Required work>
a) In the article on kidney transplants, rewrite the stretch from "To increase the organ" through "the waiting list.", putting "kidney supply" in place of "organ supply".
b) In the article on kidney transplants, how many recipients did the eight-year study of the Johns Hopkins technique evaluate?
c) Carry on the article about the Johns Hopkins kidney transplant technique from its last sentence.

** Opening Passage for review block **

Johns Hopkins researchers found a new way to transplant kidney organs from any donor – regardless of compatibility, and they say it’s
saving more lives than the conventional alternative of long-term dialysis while waiting for the right match.
Every year, about 600,00 Americans are afflicted with end-stage kidney disease. Kidney transplantation is a potent fix, but there just aren’t enough donated kidneys to go around. In addition to the organ shortage, donors and recipients have to be matched for blood type and antigens combinations – another bottleneck that prevents many transplants from happening. Of the 101,189 patients that currently await a kidney transplant, only about 16% of them will receive the organ while about 4.4% die waiting for the operation.
To increase the organ supply available to patients on the transplant list, some researchers have turned to other animals as potential organ donors. Notably, the CRISPR/cas9 gene editing system has renewed
xenotransplantation hopes for organs from pigs. However, this technology is still years away from the bedside for many patients.
With the same goal to increase the available organ supply, Johns Hopkins researchers took a different approach. Fifteen years ago, they started to develop a technique to quiet the recipient’s immune system so that any donor organ can become a match, regardless of HLA type. Now, an eight-year study evaluating this technique in 1,025 recipients finds higher survival benefit compared to those who remained on the waiting list.

** Closing Passage for review block **
** Opening Entries provided block **

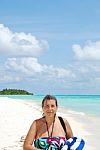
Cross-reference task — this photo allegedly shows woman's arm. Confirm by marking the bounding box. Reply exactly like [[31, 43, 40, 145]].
[[23, 121, 36, 150], [65, 120, 73, 139]]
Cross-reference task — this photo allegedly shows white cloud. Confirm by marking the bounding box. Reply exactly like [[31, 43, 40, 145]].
[[72, 41, 100, 60], [0, 24, 48, 56], [5, 57, 75, 78]]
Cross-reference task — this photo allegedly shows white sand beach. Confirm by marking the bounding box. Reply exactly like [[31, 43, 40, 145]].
[[0, 97, 100, 150]]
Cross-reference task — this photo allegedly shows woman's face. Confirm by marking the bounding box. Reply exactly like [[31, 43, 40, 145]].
[[43, 99, 57, 117]]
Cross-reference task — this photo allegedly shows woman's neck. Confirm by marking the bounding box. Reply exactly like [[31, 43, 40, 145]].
[[45, 116, 56, 125]]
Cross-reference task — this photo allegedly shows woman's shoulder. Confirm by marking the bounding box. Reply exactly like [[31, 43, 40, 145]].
[[34, 117, 44, 123]]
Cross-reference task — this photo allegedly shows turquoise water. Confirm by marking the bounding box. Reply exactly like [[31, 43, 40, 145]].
[[1, 95, 100, 117]]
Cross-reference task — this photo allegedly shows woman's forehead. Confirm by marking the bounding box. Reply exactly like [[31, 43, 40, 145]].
[[44, 99, 56, 105]]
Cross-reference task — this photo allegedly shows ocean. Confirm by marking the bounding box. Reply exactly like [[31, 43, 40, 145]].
[[1, 95, 100, 117]]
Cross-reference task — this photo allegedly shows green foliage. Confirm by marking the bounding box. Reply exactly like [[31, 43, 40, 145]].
[[0, 89, 33, 95]]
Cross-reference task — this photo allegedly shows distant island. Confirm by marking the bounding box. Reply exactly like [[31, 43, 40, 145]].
[[0, 89, 33, 95]]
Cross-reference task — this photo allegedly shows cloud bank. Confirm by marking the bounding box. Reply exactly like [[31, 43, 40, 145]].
[[0, 24, 48, 57], [72, 41, 100, 60]]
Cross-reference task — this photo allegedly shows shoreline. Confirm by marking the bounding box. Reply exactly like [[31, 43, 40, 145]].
[[0, 97, 100, 150]]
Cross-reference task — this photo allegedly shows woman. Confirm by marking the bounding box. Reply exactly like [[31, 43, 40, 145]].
[[23, 95, 84, 150]]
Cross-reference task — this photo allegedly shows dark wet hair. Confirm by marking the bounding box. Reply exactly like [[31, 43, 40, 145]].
[[42, 95, 58, 108]]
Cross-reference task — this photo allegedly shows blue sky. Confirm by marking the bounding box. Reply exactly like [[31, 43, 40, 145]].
[[0, 0, 100, 94]]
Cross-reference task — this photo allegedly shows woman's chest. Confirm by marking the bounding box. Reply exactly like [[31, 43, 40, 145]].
[[36, 120, 65, 138]]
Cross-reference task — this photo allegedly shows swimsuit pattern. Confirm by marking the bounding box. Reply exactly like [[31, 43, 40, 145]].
[[34, 137, 85, 150]]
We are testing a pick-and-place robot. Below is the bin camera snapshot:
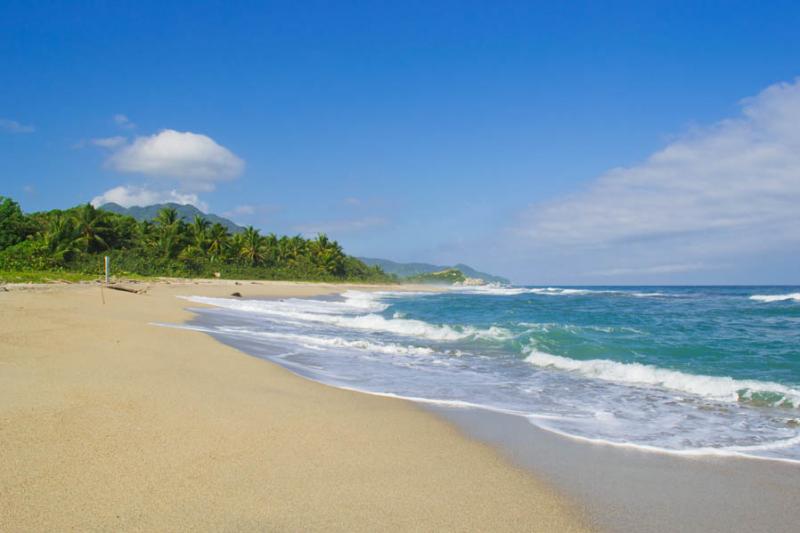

** Closing Entries provided block **

Expected results>
a)
To increase the kidney supply available to patients on the transplant list, some researchers have turned to other animals as potential organ donors. Notably, the CRISPR/cas9 gene editing system has renewed
xenotransplantation hopes for organs from pigs. However, this technology is still years away from the bedside for many patients.
With the same goal to increase the available kidney supply, Johns Hopkins researchers took a different approach. Fifteen years ago, they started to develop a technique to quiet the recipient’s immune system so that any donor organ can become a match, regardless of HLA type. Now, an eight-year study evaluating this technique in 1,025 recipients finds higher survival benefit compared to those who remained on the waiting list.

b) 1,025 recipients.

c)
The technique is known as desensitization, and involves external filtration of antibodies out of a patient’s blood. After the patient’s immune system regenerates new antibodies, doctors found this set of regenerated antibodies are less likely to attack the transplant organ. The exact mechanism behind this is still unknown, but it seems to work at saving lives.
In 1,025 adult incompatible live donor kidney transplant recipients from 22 centers across the U.S., researchers found consistently higher survival rates in comparison with the control groups, who remained on the waiting list. At the eight-year mark, 76.5 percent of those who had received the incompatible transplant were still alive, compared to 43.9 percent of those patients who were still on the waiting list.
“For the first time, we have definitively shown that incompatible live donor kidney transplantation provides almost twice the survival of a patient’s next best option,” said Dorry Segev, professor of surgery at Johns Hopkins and lead author of the paper. "This is great news for patients who have healthy, willing live donors but who have been relegated to the waiting list because of HLA incompatibilities. Through this study, we now know that those donors can donate today, those transplants can happen and those lives can be saved.”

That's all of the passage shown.